## [Task objective]
Exactly reproduce each line of the listing that follows.

## [Material shown]
__________________________________________________
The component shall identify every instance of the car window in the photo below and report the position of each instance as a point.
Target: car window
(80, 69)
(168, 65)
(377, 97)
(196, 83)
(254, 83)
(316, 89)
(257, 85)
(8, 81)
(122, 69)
__________________________________________________
## [Output]
The component shall identify every instance of the car window in the photo below and report the position of each instance as a point.
Target: car window
(80, 69)
(168, 65)
(377, 97)
(196, 83)
(254, 83)
(316, 89)
(257, 85)
(8, 81)
(122, 69)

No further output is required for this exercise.